Cases of Covid-19 have dramatically risen by 50 per cent over the past 10 days as the new "Kraken" variant gains momentum. 11 per cent of cases on January 16 were accounted for by XBB1.5 - a sublineage of Omicron - as it doubled its presence in Britain in the first fortnight of 2023 according to data from the GISAID.
This comes after the "Kraken" strain started spreading at concerning rates in the US. Cases of the virus in America hiked from 12 per cent to 42 in only three weeks, the Express reports. Experts believe the new variant will be more contagious when it spread more quickly, which means the strain could threaten to spark a new wave of the virus in the winter.
Previously speaking to Express.co.uk, Dr Stephen Griffin, an Associate Professor at the Leeds Institute of Medical Research, explained: “The strain is not only better at infecting per se, it is better at evading our defences when doing so. This gives it a big advantage over its predecessors (mainly BQ1.1), as we are seeing in the US and now here.
“This could mean that we see a more rapid expansion of yet another wave of infection compared to what we would have otherwise had, as there may be many more people that are more susceptible to infection with this virus – much like we have seen with influenza. More infections will necessarily lead to more severe disease, as well as adding to the dreadful toll of long COVID, which can happen following even a mild disease course.

_ASSIGNMENT 1_
From the Covid-19 variant article, copy everything from "Cases of Covid-19" down to "in the winter." word for word.
_ASSIGNMENT 2_
Turn the paragraph of the Covid-19 variant article that begins "Cases of Covid-19 have dramatically risen" into a short bulleted list that keeps its main facts.
_ASSIGNMENT 3_
Answer these questions using the Covid-19 variant article:
(a) Over how many weeks did US cases of the virus rise from 12 per cent to 42?
(b) What position does Dr Stephen Griffin hold?
(c) Which earlier strain is named as the main one the new strain has a big advantage over?

_EXTRACTED ENTRIES_
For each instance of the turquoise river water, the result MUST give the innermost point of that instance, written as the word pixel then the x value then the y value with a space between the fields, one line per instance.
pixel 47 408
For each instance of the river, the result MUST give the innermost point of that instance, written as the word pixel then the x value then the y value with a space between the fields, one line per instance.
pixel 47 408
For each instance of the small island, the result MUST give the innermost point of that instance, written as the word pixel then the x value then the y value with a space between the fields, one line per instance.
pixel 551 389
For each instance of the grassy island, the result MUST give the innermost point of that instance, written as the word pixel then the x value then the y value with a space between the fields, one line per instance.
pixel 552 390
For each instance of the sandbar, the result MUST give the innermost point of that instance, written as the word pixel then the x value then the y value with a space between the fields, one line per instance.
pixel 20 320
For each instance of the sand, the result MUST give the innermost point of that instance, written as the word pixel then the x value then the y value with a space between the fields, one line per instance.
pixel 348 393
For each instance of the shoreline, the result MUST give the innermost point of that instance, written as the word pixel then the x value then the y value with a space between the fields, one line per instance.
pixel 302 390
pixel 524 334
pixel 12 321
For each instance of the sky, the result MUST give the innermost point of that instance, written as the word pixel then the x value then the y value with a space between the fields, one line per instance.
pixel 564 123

_TASK RESPONSE 1_
Cases of Covid-19 have dramatically risen by 50 per cent over the past 10 days as the new "Kraken" variant gains momentum. 11 per cent of cases on January 16 were accounted for by XBB1.5 - a sublineage of Omicron - as it doubled its presence in Britain in the first fortnight of 2023 according to data from the GISAID.
This comes after the "Kraken" strain started spreading at concerning rates in the US. Cases of the virus in America hiked from 12 per cent to 42 in only three weeks, the Express reports. Experts believe the new variant will be more contagious when it spread more quickly, which means the strain could threaten to spark a new wave of the virus in the winter.

_TASK RESPONSE 2_
- Covid-19 cases have risen by 50 per cent over the past 10 days as the "Kraken" variant gains momentum.
- XBB1.5, a sublineage of Omicron, accounted for 11 per cent of cases on January 16.
- According to GISAID data, it doubled its presence in Britain in the first fortnight of 2023.

_TASK RESPONSE 3_
(a) Three weeks.
(b) He is an Associate Professor at the Leeds Institute of Medical Research.
(c) BQ1.1.